### WHAT YOU SHOULD DO:
List every parenthetical source citation that appears in the account of the iPad's launch below.

### SUPPLIED PASSAGE:
---*---

At an invitation-only event, Apple CEO Steve Jobs unveils a thin, light, aluminium and glass ‘multi-touch’ tablet media player called the iPad. It is, he claims, a ‘magical and revolutionary device’ which ‘creates and defines and entirely new category of devices that will connect users and their apps and content in a much more intimate, intuitive and fun way than ever before’ (in Apple 2010a). A video of his presentation is posted on the Apple website, YouTube and elsewhere and the iPad is news around the world.

Online, March 31st-April 1st 2010

iPads distributed to a small, select ‘inner circle’ in advance of their sale are reviewed in mainstream North American media outlets – like Time magazine, ABC News and The New York Times – and on specialist blogs – like boinboing.net and the Root (Agarwal 2010). Readers submit hundreds of online comments in response, and these reviews are read, commented upon, and written about worldwide.

USA, April 3rd 2010

The iPad goes on sale. Reports describe people queuing for days to be the first to get one in store. Customer reviews quickly appear online and in the press (Apple 2010b).

USA, May 3rd 2010

Apple announces that one million iPads have been sold (Apple 2010c). Jobs states that “Demand continues to exceed supply and we’re working hard to get this magical product into the hands of even more customers’ (in Apple 2010d).

---*---

### SUPPLIED MATERIAL:
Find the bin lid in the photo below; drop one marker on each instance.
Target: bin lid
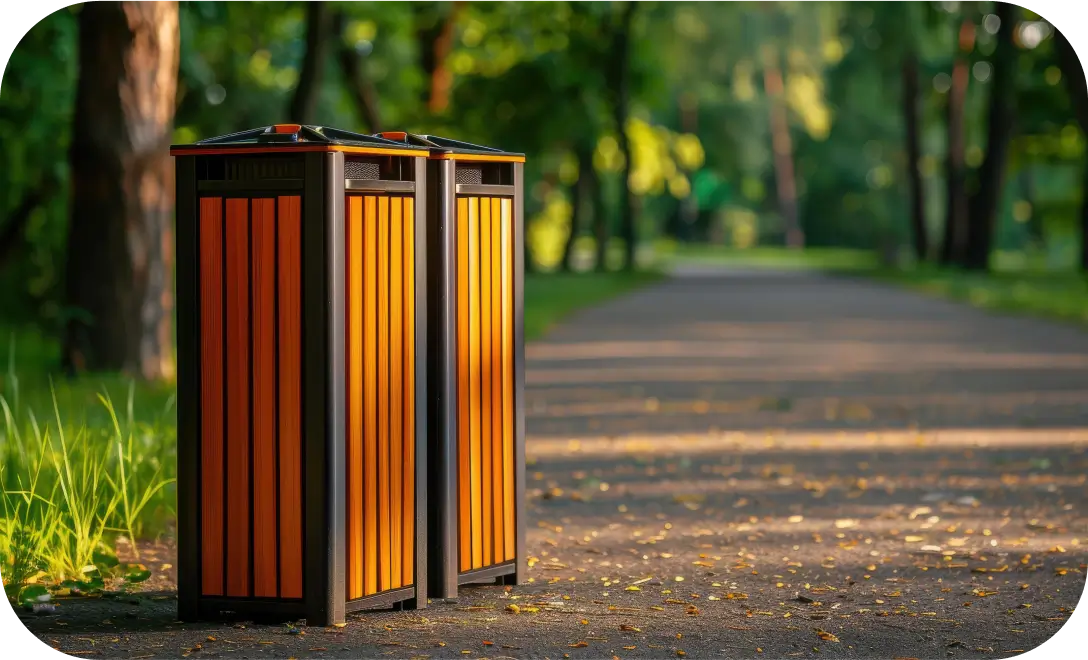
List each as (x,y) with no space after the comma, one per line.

---*---

### CORRECT OUTPUT:
Apple 2010a
Agarwal 2010
Apple 2010b
Apple 2010c
Apple 2010d